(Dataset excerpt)
◇ ◇ ◇ ◇ ◇

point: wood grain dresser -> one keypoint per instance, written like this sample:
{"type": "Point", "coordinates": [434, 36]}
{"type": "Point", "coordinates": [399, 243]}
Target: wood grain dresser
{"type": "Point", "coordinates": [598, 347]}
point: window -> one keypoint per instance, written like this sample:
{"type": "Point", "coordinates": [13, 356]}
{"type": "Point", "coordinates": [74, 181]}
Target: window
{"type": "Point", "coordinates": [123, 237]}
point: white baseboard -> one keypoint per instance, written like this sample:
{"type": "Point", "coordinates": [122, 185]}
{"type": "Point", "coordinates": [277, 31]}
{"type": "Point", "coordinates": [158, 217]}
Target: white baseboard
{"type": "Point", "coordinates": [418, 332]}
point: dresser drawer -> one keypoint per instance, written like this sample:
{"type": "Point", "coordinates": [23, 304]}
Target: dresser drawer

◇ ◇ ◇ ◇ ◇

Task brief. Starting at the line that has "point: dresser drawer" and continuing through the last line of the entries, write those lines out again, swapping "keypoint" for "marker". Keep everything else unchanged.

The completed task.
point: dresser drawer -> one marker per instance, written like this sample:
{"type": "Point", "coordinates": [23, 304]}
Target: dresser drawer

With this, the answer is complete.